▸ PROBLEM DESCRIPTION
Return the material below word for word, every line from start to finish, without changing anything.

▸ DATA LINES

-------------------------

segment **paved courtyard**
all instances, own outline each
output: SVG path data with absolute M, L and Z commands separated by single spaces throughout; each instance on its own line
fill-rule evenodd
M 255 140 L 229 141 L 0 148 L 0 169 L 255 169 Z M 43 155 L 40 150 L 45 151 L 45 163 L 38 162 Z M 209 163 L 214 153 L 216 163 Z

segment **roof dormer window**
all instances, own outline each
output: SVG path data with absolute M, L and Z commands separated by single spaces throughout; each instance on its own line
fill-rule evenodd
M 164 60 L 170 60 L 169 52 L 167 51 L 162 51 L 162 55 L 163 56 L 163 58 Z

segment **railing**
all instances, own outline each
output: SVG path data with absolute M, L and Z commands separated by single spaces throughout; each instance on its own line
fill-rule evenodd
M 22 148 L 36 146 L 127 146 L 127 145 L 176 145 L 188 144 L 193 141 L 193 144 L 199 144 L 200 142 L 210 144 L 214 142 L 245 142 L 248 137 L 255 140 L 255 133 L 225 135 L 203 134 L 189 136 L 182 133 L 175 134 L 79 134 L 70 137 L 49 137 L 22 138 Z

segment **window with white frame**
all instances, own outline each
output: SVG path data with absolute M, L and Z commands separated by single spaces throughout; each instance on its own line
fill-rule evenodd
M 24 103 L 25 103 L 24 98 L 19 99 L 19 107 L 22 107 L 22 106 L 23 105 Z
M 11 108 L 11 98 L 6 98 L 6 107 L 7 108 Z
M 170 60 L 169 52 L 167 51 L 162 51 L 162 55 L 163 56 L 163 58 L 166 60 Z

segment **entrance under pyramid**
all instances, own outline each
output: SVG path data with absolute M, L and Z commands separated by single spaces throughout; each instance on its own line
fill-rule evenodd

-------------------------

▸ EXERCISE SOLUTION
segment **paved courtyard**
all instances, own outline each
output: SVG path data with absolute M, L and Z commands separated by single spaces throughout; each instance on its own line
fill-rule evenodd
M 255 140 L 229 141 L 0 148 L 0 169 L 255 169 Z M 43 155 L 40 150 L 45 151 L 45 163 L 38 162 Z M 209 163 L 214 153 L 216 163 Z

segment **roof dormer window**
all instances, own outline each
output: SVG path data with absolute M, L and Z commands separated by single spaces throughout; each instance on its own line
fill-rule evenodd
M 164 60 L 170 60 L 169 52 L 167 51 L 162 51 L 162 55 L 163 56 L 163 58 Z

segment **railing**
all instances, own outline each
output: SVG path data with absolute M, L and Z commands separated by single spaces throughout; each instance on its own line
fill-rule evenodd
M 22 148 L 36 146 L 127 146 L 127 145 L 176 145 L 188 144 L 193 141 L 193 144 L 199 144 L 200 142 L 210 144 L 214 142 L 245 142 L 248 137 L 255 140 L 255 133 L 225 135 L 203 134 L 189 136 L 182 133 L 175 134 L 79 134 L 70 137 L 49 137 L 22 138 Z

segment **window with white frame**
all instances, own outline each
output: SVG path data with absolute M, L and Z commands separated by single spaces throughout; each instance on its own line
fill-rule evenodd
M 24 103 L 25 103 L 24 98 L 19 99 L 19 107 L 22 107 L 22 106 L 23 105 Z
M 11 108 L 11 98 L 6 98 L 6 107 L 7 108 Z
M 170 60 L 169 52 L 167 51 L 162 51 L 162 55 L 163 56 L 163 58 L 166 60 Z

segment **entrance under pyramid**
all instances, own outline each
output: SVG path data with absolute M, L and Z commands separated by single spaces throughout; each instance on its own line
fill-rule evenodd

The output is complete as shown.